ANFORDERUNG 1 ▸ Nenne alle Eigennamen von Personen, Zeitungen und Verbänden im Textauszug, und zwar in der Reihenfolge ihrer ersten Erwähnung.
ANFORDERUNG 2 ▸ Schreibe den Abschnitt des Textauszugs ab, der bei „Natürlich hat Deul“ beginnt und bei „gerade zwei Prozent.“ endet.

== TEXTAUSZUG ==

Aber die auch in anderen Ländern geführte Debatte dreht sich längst nicht mehr um die Qualität von Übersetzungen, sondern um die Diversitätsansprüche, die sie stellen: „Es geht nicht darum, wer das übersetzen kann, es geht darum, wer den Auftrag für die Übersetzung bekommt“, formulierte es die niederländische Autorin Janice Deul, die mit einem Text in der Zeitung „De Volkskrant“ den Rückzug der für die Übersetzung engagierten Literatin Marieke Lucas Rijneveld veranlasst und eine Debatte angestoßen hatte, die nun seit mehr als einem Monat nicht nur die literarische Welt bewegt.


Natürlich hat Deul in gewisser Hinsicht recht: Unter deutschen Dolmetschern und Übersetzerinnen ist der Anteil nicht-weißer Personen nicht einmal erhoben. Und als die American Literary Translators Association 2020 den Anteil schwarzer ÜbersetzerInnen ihrer Branche erhob, ergab die Umfrage einen Anteil von gerade zwei Prozent.
Doch Deuls Ansatz hat seine Tücken. Um diese zu verstehen, geht es zurück zum Anfang der identitätspolitischen Debatten.

Die Sorge um minoritäre Identitäten ist zuallererst ein notwendiger Akt der Emanzipation: Dass man etwa als junge, schwarze Frau ein Leben führt, dessen Realität in der Öffentlichkeit und in den Medien bis zur Unsichtbarkeit marginalisiert wird, oder dass Transgender-Personen ihre Wirklichkeit nicht in einem dualen Mann/Frau-Prinzip abgebildet gesehen haben – solche Diskriminierungserfahrungen waren der Auslöser dafür. Die politische Selbstbehauptung ist aber in einem dialektischen Prozess in ein Beharren umgeschlagen und hat neue normative Begriffe von Identität produziert. Fast eifersüchtig werden diese Identitätskonzepte verteidigt und einbetoniert. Das hat eine Logik hervorgebracht, die letztlich zur Forderung führt, dass das Gedicht einer schwarzen, jungen Frau von einer Frau übersetzt werden muss, die ebenso Diskriminierungserfahrungen gemacht hat, deren Erfahrungshorizont also möglichst jenem der anderen gleichen soll.

===
== ANGABEN ==

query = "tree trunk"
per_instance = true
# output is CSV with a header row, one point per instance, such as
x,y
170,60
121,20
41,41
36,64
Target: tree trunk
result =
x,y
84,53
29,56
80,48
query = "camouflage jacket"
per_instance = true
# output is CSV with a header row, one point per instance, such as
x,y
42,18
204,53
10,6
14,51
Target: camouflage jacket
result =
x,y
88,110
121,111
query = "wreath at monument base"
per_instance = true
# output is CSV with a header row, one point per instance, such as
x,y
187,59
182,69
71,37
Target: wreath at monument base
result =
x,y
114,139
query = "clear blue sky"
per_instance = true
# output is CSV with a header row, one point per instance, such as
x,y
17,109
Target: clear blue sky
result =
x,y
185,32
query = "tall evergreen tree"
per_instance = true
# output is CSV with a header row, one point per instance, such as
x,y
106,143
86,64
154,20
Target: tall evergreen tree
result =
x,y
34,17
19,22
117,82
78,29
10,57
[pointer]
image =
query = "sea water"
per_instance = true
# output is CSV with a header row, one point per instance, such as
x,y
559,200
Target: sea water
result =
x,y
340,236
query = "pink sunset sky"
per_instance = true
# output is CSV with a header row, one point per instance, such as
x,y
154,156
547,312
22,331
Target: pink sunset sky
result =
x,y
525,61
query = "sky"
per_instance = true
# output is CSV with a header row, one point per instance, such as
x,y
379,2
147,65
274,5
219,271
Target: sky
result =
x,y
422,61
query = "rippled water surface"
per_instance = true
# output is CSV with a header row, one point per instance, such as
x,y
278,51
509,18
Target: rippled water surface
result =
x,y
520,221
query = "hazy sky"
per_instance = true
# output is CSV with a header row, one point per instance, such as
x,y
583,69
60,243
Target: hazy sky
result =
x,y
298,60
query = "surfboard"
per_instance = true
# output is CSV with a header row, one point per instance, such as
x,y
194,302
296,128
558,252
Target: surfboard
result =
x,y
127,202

===

ERGEBNIS 1 ▸
Janice Deul
De Volkskrant
Marieke Lucas Rijneveld
American Literary Translators Association

ERGEBNIS 2 ▸
Natürlich hat Deul in gewisser Hinsicht recht: Unter deutschen Dolmetschern und Übersetzerinnen ist der Anteil nicht-weißer Personen nicht einmal erhoben. Und als die American Literary Translators Association 2020 den Anteil schwarzer ÜbersetzerInnen ihrer Branche erhob, ergab die Umfrage einen Anteil von gerade zwei Prozent.